Verslag vergadering Commissie voor Cultuur, Jeugd, Sport en Media
Verslag
De heer Meremans heeft het woord.
Minister, recent werden de resultaten van de dopingcontroles door NADO Vlaanderen (Nationale Antidopingorganisatie) in 2014 gepubliceerd. Binnen wedstrijdverband werden in een kleine 4 procent van de tests dopingpraktijken vastgesteld. Buiten wedstrijdverband werden er bijna geen dopingpraktijken vastgesteld. Dat alles staat in tegenstelling tot de fitnesscentra, waar een verontrustend percentage van bijna 38 procent dopingpraktijken opgetekend werd.
In deze commissie komen de resultaten van de dopingcontroles frequent aan bod. Uit eerdere antwoorden weten we ook dat de cijfers ietwat vertekend zijn, doordat we in Vlaanderen sinds een aantal jaren heel gericht gaan controleren in fitnesscentra waar vermoedens van dopingmisbruik bestaan.
Vlaanderen heeft inzake dopingbestrijding een voortrekkersrol opgenomen en wil streven naar een dopingvrij Vlaanderen. “Vlaanderen moet een koploper blijven op het vlak van antidopingbeleid, met efficiëntie en klantvriendelijkheid als uitgangspunt”, aldus het Vlaamse regeerakkoord. Ook in de beleidsnota Sport wordt een hoofdstuk gewijd aan het antidopingbeleid.
Daarnaast wordt ook meer ingezoomd op preventie en educatie inzake dopinggebruik in Vlaanderen en wordt ook de problematiek inzake dopinggebruik binnen fitnesscentra aangehaald. Ik citeer: “Op het vlak van gezonde sportbeoefening heeft de fitness-sector een aantal troeven. De sector, die erg ruim is en overigens niet volledig door de desbetreffende sportfederatie gecapteerd wordt, ondervindt echter ook een aantal problemen die zich onder meer uiten in alarmerende dopingcijfers. We intensifiëren dan ook de dialoog met de fitnesssector om de kwaliteit van het totale fitnessaanbod te verhogen. Omdat deze aangelegenheid vaak de sportbevoegdheid overschrijdt, zal dat het nodige overleg vragen met de ministers van Welzijn en Justitie.”
Naar aanleiding van de berichtgevingen in de media gaf u aan dat de trend zeker zorgwekkend blijft. De heer Vandenabeele van De FitnessOrganisatie gaf aan dat de federatie dringend werk wil maken van een label voor dopingvrije clubs, te vergelijken met de labels die sommige rookvrije cafés afficheren.

§ **Opdrachten**
1 > Welk percentage dopingpraktijken werd volgens het dopingverslag in fitnesscentra vastgesteld?
2 > Waarom zijn de dopingcijfers volgens het dopingverslag ietwat vertekend? Leg dat uit in één tot drie zinnen.
3 > Schrijf alsjeblieft het dopingverslag verder, te beginnen na de laatste zin.

Opgeslagen items
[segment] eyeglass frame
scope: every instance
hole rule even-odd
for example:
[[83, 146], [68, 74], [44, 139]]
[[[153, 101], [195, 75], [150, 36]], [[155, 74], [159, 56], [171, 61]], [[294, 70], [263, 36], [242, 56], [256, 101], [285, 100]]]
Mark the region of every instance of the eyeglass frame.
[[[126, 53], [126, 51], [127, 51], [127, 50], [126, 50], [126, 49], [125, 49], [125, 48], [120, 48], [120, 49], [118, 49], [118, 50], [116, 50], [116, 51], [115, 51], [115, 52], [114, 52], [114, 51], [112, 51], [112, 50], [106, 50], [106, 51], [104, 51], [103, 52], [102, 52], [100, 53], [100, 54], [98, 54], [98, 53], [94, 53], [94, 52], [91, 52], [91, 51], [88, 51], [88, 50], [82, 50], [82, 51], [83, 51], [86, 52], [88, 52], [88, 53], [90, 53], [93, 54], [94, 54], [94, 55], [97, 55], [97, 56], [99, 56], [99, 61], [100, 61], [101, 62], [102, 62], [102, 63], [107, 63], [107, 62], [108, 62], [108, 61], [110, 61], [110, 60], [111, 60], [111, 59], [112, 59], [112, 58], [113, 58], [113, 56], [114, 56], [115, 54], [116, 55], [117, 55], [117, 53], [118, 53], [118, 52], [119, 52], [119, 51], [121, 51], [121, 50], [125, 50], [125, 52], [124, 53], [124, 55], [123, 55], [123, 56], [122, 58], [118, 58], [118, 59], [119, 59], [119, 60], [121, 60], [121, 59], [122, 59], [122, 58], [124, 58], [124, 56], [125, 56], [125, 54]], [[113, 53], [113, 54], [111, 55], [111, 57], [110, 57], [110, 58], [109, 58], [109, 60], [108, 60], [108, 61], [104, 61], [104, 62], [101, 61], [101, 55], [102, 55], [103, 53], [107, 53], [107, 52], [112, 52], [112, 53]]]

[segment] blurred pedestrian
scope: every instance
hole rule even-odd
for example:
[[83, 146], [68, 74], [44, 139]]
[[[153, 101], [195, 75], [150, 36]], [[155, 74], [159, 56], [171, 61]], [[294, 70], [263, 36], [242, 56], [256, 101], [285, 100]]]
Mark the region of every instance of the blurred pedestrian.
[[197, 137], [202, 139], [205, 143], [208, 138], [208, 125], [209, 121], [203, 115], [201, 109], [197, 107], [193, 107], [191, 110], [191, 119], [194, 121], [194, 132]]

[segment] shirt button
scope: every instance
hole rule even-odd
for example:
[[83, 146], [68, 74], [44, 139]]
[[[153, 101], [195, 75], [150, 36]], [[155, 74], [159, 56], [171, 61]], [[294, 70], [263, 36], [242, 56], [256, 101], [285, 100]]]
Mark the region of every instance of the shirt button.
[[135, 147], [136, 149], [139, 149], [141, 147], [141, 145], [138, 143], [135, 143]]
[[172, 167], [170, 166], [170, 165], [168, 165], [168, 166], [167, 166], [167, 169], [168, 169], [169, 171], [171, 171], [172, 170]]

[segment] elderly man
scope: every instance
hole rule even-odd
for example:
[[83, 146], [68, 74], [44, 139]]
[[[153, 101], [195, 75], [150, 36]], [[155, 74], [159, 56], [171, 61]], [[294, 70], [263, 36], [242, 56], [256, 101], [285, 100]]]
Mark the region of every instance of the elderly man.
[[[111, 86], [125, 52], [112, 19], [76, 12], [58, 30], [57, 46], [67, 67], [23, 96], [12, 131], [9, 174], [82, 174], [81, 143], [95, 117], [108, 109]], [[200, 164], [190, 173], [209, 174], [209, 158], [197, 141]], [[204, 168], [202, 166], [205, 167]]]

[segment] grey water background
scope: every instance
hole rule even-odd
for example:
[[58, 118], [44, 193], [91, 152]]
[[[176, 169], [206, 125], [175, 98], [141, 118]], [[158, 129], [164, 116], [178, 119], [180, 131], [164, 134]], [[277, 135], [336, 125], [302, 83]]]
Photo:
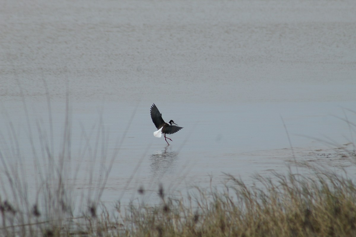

§ **Antwoorden op volgorde**
1 > Bijna 38 procent.

2 > De cijfers zijn ietwat vertekend doordat Vlaanderen sinds een aantal jaren heel gericht controleert in fitnesscentra waar vermoedens van dopingmisbruik bestaan.

3 >
Minister, de beleidsnota Sport geeft aan dat u wilt blijven inzetten op preventie en educatie inzake dopinggebruik. Op welke manier wilt u blijven inzetten op sensibilisering en preventie en die initiatieven zeker ook richten op de jonge sporters? De fitnesssector maakt zelf werk van een label voor dopingvrije clubs. Wordt u betrokken bij de ontwikkeling en implementatie van dat label? In welke mate hebt u de samenwerking met de fitnesssector in het algemeen al verder kunnen intensifiëren tijdens deze legislatuur? Kunt u bevestigen dat Vlaanderen ook in de toekomst zal blijven inzetten op regelmatige en gerichte dopingcontroles in onder andere fitnesscentra en in die zin zijn voortrekkersrol inzake het antidopingbeleid verder zal opnemen?
De heer Poschet heeft het woord.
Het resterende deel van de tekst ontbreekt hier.